▸ **Task brief**: Reproduce the following lines word for word.

===== Provided entries =====

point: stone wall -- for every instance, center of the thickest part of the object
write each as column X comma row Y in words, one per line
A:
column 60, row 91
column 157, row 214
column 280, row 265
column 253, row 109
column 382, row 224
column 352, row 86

=====

▸ **Result of the exercise**:
point: stone wall -- for every instance, center of the thickest part of the object
write each as column X comma row Y in words, one per line
A:
column 60, row 91
column 157, row 214
column 280, row 265
column 253, row 109
column 382, row 224
column 352, row 86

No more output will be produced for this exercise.